◆ EXERCISE PROMPT:
Your answer should hold all lines of the entries that include the word "Reviewer".

◆ TASK INPUTS:
== Segment start ==

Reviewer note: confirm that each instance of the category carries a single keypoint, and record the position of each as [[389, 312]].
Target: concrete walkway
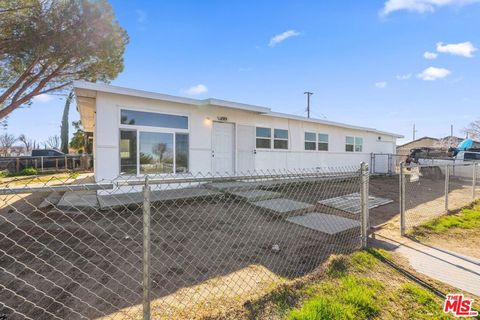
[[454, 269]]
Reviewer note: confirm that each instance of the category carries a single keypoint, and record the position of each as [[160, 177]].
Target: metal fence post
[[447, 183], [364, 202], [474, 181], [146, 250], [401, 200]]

== Segment end ==
== Segment start ==

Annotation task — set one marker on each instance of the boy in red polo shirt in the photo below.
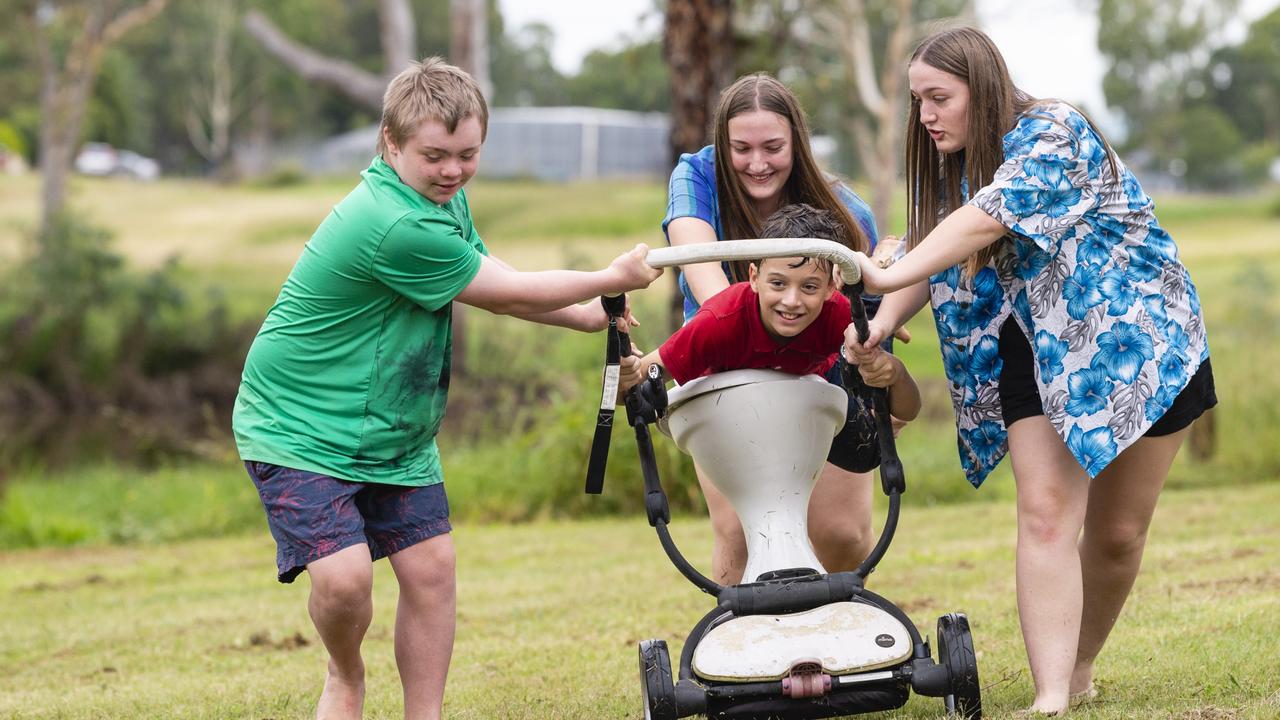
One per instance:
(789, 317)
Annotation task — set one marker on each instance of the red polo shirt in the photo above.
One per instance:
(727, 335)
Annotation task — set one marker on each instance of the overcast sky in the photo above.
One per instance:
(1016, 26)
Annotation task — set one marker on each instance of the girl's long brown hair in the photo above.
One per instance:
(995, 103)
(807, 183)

== Segment end ==

◆ TASK RESPONSE:
Reviewer note: confirm that each instance of the category carries a single keypoint, and record the position of each as [[389, 312]].
Reviewer note: confirm that each instance of the category carries a single keypoint, and record the position of each as [[160, 177]].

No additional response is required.